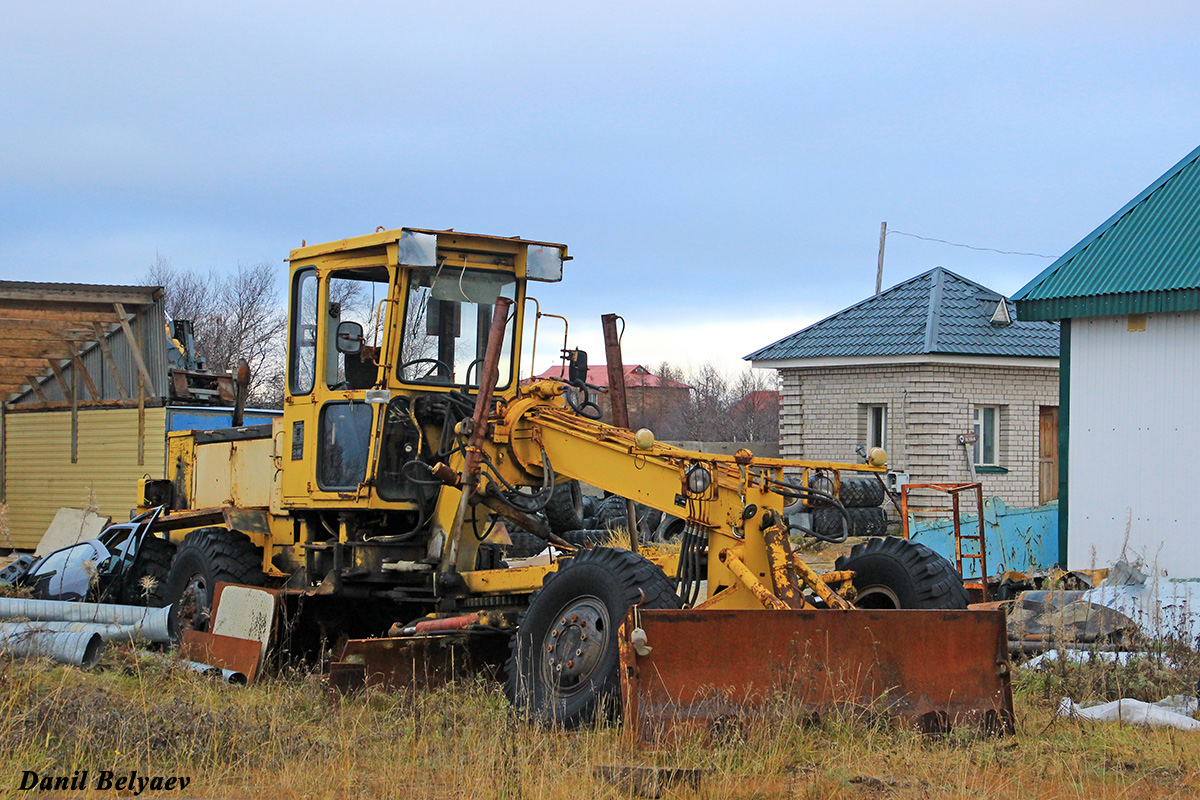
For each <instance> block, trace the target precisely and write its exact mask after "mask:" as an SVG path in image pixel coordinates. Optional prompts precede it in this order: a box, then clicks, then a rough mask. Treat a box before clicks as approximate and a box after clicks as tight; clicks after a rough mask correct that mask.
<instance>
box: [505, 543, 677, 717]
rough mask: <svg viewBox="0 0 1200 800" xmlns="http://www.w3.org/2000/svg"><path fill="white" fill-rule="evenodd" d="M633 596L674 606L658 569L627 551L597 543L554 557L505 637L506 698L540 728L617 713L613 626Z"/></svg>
mask: <svg viewBox="0 0 1200 800" xmlns="http://www.w3.org/2000/svg"><path fill="white" fill-rule="evenodd" d="M637 602H641V603H642V606H641V607H642V608H679V607H680V603H679V596H678V595H676V591H674V583H673V582H672V581H671V579H670V578H667V576H666V575H665V573H664V572H662V570H660V569H659V567H658V566H656V565H654V564H652V563H650V561H647V560H646V559H644V558H642V557H640V555H636V554H635V553H631V552H629V551H623V549H613V548H607V547H598V548H593V549H589V551H583V552H582V553H580V554H577V555H576V557H575V558H572V559H570V560H564V561H559V567H558V571H557V572H552V573H550V575H548V576H547V577H546V581H545V583H544V584H542V587H541V589H539V590H538V591H536V593H534V595H533V597H532V599H530V601H529V608H528V609H527V610H526V613H524V614H523V615H522V616H521V622H520V625H518V626H517V633H516V636H514V637H512V643H511V649H512V650H511V655H510V656H509V663H508V678H506V680H505V684H504V691H505V694H508V697H509V700H510V702H511V703H512V705H515V706H516V708H517V710H518V711H521V712H523V714H527V715H528V716H529V717H530V718H533V720H535V721H536V722H540V723H542V724H545V726H547V727H557V728H568V729H570V728H577V727H580V726H581V724H586V723H589V722H593V721H596V720H602V718H612V717H614V716H617V714H618V711H619V706H620V676H619V672H618V670H619V656H618V651H617V631H618V627H619V626H620V621H622V619H624V616H625V613H626V612H628V610H629V609H630V607H632V606H634V603H637Z"/></svg>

== == ==

• _WHAT YOU ARE ASKED TO DO_: The response must match the data line for line, from its first line through the line with "box: [505, 543, 677, 717]", inclusive, and must leave out the pictures.

• _THE COMPLETED TASK_:
For each <instance> block, trace the target precisely and write its exact mask after "mask:" as an SVG path in image pixel coordinates. Optional prompts precede it in this order: a box, then clicks, then a rough mask. Treat a box before clicks as approximate and a box after clicks as tight; clicks after a rough mask correct that mask.
<instance>
box: [505, 543, 677, 717]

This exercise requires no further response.